[Extracted records]
◆ ◆ ◆ ◆ ◆
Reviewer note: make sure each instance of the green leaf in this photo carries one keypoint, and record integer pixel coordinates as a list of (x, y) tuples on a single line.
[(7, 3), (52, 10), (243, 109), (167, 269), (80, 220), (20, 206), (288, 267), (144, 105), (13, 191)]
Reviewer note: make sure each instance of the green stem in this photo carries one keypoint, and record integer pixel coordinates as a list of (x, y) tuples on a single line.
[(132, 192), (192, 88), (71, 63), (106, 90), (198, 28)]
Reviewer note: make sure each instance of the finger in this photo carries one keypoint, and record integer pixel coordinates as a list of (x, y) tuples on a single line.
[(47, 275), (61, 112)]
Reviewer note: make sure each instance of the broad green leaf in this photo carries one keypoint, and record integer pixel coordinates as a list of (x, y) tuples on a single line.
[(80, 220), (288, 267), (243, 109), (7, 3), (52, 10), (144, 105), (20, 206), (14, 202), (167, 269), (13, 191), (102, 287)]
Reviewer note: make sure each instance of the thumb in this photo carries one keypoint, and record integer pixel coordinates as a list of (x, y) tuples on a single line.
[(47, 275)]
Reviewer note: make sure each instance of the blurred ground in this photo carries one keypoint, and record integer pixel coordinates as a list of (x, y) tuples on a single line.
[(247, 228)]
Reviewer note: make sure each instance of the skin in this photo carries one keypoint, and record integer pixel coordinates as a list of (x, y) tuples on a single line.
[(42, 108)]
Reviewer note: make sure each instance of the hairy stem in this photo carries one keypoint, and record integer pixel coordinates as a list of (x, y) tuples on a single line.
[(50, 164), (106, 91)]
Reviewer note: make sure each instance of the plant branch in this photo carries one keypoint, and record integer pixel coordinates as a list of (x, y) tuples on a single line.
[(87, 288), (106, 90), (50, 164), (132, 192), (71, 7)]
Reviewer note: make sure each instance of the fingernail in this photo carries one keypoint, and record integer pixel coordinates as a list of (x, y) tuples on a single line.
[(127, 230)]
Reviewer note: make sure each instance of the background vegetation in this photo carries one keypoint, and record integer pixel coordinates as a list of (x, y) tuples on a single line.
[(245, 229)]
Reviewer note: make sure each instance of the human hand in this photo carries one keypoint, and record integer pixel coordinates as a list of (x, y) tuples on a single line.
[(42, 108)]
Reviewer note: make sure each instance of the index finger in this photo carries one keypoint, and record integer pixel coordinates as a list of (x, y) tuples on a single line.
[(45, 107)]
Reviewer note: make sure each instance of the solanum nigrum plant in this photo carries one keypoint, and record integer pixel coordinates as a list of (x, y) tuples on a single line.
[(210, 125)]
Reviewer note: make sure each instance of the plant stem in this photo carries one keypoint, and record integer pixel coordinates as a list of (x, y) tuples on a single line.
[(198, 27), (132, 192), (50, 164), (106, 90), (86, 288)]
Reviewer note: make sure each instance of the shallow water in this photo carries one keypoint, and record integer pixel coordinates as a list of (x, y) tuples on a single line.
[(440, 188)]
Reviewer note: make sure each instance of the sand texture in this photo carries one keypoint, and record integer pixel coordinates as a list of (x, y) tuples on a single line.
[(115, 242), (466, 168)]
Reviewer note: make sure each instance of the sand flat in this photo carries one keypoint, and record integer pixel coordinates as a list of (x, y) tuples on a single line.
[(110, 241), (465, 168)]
◆ ◆ ◆ ◆ ◆
* What is required
Return the line that contains "Reviewer note: make sure each instance of the plant stem" along with every line after it through the end of the entries, exactly, adding nothing.

* Output of the exercise
Reviewer note: make sure each instance of the plant stem in this photo carries one keypoint, and record integer pixel coordinates as a list of (x, y) tuples on a single line.
[(198, 27), (132, 192), (50, 164), (106, 90), (86, 288)]
Reviewer note: make sure each instance of the shallow water in this photo carries one keypoint, and record integer pixel coordinates as a list of (x, y) tuples on a single line.
[(440, 188)]
Reviewer note: make sure each instance of the sand texture in this photo carries one keypoint, and record integer pixel coordinates as a list of (x, y) tuples on a single line.
[(115, 242), (466, 168)]
Reviewer note: make sure each instance of the sand flat in this photo carries one keypoint, and record integer pixel coordinates as a list of (x, y) tuples on a single line.
[(110, 241), (465, 168)]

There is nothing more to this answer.